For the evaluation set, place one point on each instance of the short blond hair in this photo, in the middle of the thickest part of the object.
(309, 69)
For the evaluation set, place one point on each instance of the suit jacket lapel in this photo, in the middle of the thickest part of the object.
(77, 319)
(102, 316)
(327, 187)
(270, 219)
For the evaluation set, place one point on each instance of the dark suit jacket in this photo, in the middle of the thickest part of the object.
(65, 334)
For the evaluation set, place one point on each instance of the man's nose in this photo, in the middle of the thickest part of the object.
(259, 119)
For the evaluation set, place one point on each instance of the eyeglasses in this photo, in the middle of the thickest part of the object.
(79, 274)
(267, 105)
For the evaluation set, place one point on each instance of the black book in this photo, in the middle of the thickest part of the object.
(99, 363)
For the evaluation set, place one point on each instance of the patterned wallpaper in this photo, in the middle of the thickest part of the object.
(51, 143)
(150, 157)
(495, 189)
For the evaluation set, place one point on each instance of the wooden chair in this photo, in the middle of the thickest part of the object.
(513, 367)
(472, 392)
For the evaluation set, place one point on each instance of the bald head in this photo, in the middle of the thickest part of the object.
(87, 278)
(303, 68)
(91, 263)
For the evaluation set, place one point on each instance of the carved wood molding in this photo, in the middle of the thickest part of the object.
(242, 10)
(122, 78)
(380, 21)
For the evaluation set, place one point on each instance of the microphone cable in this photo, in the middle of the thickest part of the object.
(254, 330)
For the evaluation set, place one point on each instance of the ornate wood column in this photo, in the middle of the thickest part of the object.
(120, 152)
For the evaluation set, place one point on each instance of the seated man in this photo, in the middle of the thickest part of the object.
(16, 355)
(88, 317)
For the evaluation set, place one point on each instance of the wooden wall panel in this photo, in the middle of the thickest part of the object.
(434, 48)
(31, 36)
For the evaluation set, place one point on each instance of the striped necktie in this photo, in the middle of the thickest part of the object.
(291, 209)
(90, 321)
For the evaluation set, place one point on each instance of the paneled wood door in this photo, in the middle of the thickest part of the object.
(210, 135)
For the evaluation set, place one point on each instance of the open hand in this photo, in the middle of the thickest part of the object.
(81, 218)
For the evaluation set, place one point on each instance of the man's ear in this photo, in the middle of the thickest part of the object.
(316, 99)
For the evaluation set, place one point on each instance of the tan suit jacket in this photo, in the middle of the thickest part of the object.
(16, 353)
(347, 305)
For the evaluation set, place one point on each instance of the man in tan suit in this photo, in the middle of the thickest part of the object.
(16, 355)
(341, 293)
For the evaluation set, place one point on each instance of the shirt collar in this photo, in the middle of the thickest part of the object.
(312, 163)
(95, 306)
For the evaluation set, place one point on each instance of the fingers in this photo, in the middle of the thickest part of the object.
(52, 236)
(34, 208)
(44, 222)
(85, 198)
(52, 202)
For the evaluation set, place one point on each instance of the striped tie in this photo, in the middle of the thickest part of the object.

—————

> [TASK GOAL]: Rescale everything from the entry containing "in tan suit" down to the end of the entries, repeating all of those lines, requests included, and multiplying each coordinate in the answers by 1.45, rounded to whole numbers with halves rounded up.

> [TASK SOLUTION]:
For the evaluation set, place one point on each instance of the man in tan suit in this photo, in the middle of the thickest part of the object.
(23, 515)
(494, 425)
For the evaluation set, place one point on each instance of the shirt collar in this photo, in the middle of the thickest part of the object.
(452, 236)
(138, 444)
For the evaluation set, place one point on each instance of the fingers in this photo, in the middle of the thickest part of the object.
(75, 342)
(49, 302)
(64, 322)
(123, 287)
(75, 293)
For the evaluation set, place one point on each instance of the striped tie in this photo, in the middle of the thickest part of the object.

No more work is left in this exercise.